[Task details]:
Lift out each line of the data that holds "hair".

Referring expression data:
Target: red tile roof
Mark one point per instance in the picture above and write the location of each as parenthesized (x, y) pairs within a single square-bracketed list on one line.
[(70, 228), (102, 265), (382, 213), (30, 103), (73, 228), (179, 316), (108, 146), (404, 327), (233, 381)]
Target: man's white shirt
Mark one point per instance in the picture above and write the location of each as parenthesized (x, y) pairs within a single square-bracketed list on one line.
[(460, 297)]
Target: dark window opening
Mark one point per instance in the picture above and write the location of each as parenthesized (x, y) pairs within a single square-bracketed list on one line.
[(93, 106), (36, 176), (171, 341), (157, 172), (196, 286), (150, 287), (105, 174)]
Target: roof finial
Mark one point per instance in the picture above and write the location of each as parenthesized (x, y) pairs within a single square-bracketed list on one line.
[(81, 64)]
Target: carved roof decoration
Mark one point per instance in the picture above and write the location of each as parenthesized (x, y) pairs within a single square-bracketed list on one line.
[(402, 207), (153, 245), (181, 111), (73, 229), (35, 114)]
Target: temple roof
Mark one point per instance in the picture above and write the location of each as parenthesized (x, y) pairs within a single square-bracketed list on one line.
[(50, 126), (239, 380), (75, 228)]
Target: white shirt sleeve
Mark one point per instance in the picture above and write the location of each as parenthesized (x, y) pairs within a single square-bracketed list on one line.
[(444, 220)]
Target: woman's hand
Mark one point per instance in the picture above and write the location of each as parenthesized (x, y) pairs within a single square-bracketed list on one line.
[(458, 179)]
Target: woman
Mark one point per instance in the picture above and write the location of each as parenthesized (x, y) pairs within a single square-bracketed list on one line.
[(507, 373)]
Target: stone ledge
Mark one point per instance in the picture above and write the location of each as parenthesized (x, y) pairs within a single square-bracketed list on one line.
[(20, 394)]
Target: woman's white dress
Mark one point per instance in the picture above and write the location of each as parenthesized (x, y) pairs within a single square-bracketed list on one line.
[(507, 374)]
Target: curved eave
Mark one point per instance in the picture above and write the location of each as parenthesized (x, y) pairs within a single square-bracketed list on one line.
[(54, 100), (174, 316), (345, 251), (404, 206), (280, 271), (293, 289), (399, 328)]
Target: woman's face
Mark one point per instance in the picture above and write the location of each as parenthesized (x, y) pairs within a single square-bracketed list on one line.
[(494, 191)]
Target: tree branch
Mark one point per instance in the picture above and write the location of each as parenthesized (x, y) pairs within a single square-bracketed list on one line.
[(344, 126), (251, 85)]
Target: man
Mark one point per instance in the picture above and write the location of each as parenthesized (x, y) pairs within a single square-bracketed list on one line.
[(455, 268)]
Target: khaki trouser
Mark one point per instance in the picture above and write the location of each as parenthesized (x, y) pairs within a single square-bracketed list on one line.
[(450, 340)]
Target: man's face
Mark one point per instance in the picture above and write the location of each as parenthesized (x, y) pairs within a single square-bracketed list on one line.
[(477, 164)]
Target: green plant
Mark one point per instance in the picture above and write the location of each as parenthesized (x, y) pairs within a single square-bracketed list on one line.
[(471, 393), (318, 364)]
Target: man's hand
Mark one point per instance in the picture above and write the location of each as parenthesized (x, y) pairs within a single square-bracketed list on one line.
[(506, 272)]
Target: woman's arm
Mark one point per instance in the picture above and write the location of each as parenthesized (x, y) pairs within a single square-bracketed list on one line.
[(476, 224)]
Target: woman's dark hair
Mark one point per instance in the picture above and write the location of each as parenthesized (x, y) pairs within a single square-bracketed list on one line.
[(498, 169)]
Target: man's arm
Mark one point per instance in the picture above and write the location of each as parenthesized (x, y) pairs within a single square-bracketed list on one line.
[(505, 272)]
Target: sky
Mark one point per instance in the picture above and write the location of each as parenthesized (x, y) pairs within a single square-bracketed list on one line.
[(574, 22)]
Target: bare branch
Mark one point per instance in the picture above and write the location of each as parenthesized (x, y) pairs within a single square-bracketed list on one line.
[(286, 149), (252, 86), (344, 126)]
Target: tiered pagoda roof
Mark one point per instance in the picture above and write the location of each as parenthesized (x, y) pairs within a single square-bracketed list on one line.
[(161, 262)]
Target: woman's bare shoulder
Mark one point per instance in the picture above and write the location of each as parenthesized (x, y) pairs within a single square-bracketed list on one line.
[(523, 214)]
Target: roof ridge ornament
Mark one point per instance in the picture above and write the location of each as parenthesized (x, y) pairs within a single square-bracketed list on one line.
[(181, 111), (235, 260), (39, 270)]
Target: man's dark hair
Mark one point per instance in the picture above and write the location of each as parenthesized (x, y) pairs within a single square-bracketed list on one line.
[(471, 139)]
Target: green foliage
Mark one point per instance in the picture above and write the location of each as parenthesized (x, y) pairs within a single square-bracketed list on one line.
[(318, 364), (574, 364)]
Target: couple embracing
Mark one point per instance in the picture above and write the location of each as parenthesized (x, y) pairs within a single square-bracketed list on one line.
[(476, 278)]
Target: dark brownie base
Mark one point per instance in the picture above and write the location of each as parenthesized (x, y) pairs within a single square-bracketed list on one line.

[Exercise result]:
Target: woman's dark hair
Target: man's dark hair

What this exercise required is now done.